• Page extract:
There are quite a number classes within ObjectXB, many of which are really "implementation details", and are not part of the user interface per se. Only the most important of the actual interface classes are outlined below. At some stage I might design an external interface for the whole thing (in IDL I suppose), but at the moment there is little or no "packaging" of the classes and features, beyond the class model itself. I also don't currently have any class diagrams available :-(
Basic class that presents and asserts the model (schema), manages connections and threads (independently - see below), oversees the transaction processing model, and provides introspective capabilities to the application for the schema.
In both single and multi-thread modes, the current database object is always to be obtained vir the "db()" function. The actual class of the db() object to be instantiated within the thread can be configured by first calling the setdbClass() function.
The database class also provides (optional) enforcement of maximum concurrent user-limits (licenses) irrespective of whether multi-threaded mode or the (more conventional) multi-user implementations (or both) are being deployed.
Various other features are provided for, including automatic updating of physical table schemas to match those specified by the program, audit logging and failsafe recovery, error reporting and logging, data encryption, exclusive access controls, database duplication, a data replication protocol, backup/restore functionality, and briefcase (offline access) functionality. Note that some of these features are still somewhat "experimental", and are not (yet) tested in the Unit Test program.
In multi-threaded mode, each thread implements a separate connection to the database in the form of an instance of the current database class which incorporates the current thread by multiple inheritance. I experimented with idea of allowing the thread to *contain* a database object, but found the multiple inheritance model more functional and conceptually cleaner. Each thread can be associated with a separate user (remote connections, WTS, Citrix, NT Server, ..)
Multi-threaded programming is very difficult I find, and much attention needs to be paid to detail. I have a separate document I am currently working about the threading model, with an example implementation (from when it was designed).
ObjectXB abstracts out the concept of the physical database driver, and delegates it to a DataBaseEngine object. At the time of writing, the only implemented DBEs are an interface to the ALASKA FOXCDX DBE, and an In-memory Array-based table implementation (see the "ArrayDBE", "ArrayDBO" and "aTable" classes), which are used to support the updatable query concept.
All DBEs ultimately inherit from an abstract "DBEInterface" class. The current implementation provides an interim specialisation of this class called DBFDBE representing all DBF style database engines. This then is further specialised to the (concrete) FOXCDX class.

• Required task 1: In the ObjectXB class overview, what abstract class do all DataBaseEngine objects ultimately inherit from?
• Required task 2: Write the next part of the ObjectXB class overview, starting after its final sentence about the FOXCDX class.

• Entries:
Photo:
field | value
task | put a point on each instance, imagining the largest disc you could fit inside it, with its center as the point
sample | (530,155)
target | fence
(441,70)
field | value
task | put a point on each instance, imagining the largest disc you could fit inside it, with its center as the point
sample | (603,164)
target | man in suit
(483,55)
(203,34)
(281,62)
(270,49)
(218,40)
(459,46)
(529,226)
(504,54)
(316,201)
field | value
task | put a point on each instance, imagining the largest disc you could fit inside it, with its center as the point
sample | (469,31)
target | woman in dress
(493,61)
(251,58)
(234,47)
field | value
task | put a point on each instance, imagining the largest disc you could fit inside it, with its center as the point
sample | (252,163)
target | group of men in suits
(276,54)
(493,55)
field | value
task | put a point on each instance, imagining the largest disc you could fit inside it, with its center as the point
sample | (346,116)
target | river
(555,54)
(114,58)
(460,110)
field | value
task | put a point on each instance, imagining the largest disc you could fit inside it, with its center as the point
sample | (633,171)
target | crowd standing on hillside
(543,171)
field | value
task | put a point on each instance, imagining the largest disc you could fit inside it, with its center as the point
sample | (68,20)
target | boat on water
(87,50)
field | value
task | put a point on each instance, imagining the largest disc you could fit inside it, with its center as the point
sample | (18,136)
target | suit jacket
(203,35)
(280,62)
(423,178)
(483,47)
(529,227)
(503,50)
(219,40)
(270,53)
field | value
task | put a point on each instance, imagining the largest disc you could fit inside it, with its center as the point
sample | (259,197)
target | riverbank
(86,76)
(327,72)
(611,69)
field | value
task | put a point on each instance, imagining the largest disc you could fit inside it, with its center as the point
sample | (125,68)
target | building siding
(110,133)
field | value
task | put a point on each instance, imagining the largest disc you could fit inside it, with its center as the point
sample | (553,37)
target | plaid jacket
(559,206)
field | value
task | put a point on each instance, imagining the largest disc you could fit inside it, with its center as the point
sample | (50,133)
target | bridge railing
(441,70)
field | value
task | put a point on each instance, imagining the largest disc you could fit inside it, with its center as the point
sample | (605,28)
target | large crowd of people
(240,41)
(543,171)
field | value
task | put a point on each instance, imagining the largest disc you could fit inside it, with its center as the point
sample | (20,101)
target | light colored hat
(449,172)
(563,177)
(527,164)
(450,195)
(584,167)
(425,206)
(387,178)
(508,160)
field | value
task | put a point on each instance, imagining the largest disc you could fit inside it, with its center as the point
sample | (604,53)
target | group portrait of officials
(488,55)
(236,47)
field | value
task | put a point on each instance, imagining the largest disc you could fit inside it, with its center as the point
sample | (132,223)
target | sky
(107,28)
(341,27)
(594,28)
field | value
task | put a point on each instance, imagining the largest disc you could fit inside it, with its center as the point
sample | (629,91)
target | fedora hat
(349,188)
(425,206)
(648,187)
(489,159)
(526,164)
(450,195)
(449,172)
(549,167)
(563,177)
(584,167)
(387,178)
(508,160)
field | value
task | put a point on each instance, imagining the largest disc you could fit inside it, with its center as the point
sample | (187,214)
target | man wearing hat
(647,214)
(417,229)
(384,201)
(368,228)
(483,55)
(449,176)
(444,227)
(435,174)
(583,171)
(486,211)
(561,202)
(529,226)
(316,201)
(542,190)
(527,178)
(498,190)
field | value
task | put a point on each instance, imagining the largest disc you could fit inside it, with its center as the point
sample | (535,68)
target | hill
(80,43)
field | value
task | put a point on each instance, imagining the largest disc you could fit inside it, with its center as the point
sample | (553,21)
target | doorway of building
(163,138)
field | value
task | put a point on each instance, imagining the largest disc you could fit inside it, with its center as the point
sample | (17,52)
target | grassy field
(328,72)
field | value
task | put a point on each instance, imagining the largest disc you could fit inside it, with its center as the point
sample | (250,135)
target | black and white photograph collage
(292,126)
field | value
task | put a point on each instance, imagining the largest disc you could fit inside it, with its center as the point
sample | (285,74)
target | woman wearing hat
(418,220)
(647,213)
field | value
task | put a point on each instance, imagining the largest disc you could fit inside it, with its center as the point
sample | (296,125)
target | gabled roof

• Written response 1: DBEInterface

• Written response 2:
DBEs contain a "path" property which in the case of DBEs representing phsyical datasets residing in the file system, is the pathto the directory containing the dataset. Table objects refer to their DBE to obtain their file-system path. The database object enforces the requirement that each table have a unique "fullname" (== path + filename), thereby enforcing the concept of each table mapping to a unique dataset. Put another way, no two tables objects are allowed to point to the same - or even intersecting - datasets.
The Unit Test exercises the DBE functionality through the exercising of the Wcontext() class, and elsewhere.
Each separate (logical or physical) table in the system is represented by a single table object. The table object is delegated the responsibility (by the database) for generating contexts (cursors) on itself for particular database objects. Table objects are shared between threads via the database class. In contrast, the contexts generated belong to the thread from which the call is invoked.
Each table object references its own DataBaseEngine object.
Most importantly, table objects maintain of list of component column definitions (i.e the table's Schema), via a contained instance of the "TableSchema" class.
Tables can be configured to use a DBE descended from ArrayDBE(). They can (er.. will) also be provided with a formula (query??) operator enabling them to be populated upon first usage. Thus are they rendered "virtual". There is no actual separate "Virtual Table" class. This may yet prove to be a design flaw, as I have only recently completed the first working implementation.
Provides a raw data "type" definition for reuse amongst columns/tables. Used for introspective, dynamic interfacing to the Model.
This class will ultimately implement a generic "scalar" type system for ObjectXB databases. Initially the scalar type system does not support inheritance, and is object-based (single-tier), not class based. New types are derived by cloning existing element objects, and constraining their behaviour in some way. All derived objects will thus be constrained to conform to a consistent interface. All table columns are required to ultimately derive from (or contain) only scalars.
Instances of this class are required to implement the capactiy to store (and retrieve) a single (arbitrarily complex) "value" of some type. (Think of complex numbers as a good example of the simplest possible "complex scalar"). These *values" may optionally be of variable length - as required by the type.
An important scalar element currently provided by ObjectXB is the "TimeStamp" element, which is required for the (optional) Audit Logging feature, Specialisation of the inbuilt Character and Number elements to particular dimensions can be considered to be a sort of derivation of "built-in" scalar types.
The other builtin types are LONG, ULONG, INT, UINT, DOUBLE, UDOUBLE, DATE, ARRAY and LOGICAL types. (The OxIDE GUI classes also implement a BITMAP scalar type, with a set of defined behaviours - eventually to be published as operators).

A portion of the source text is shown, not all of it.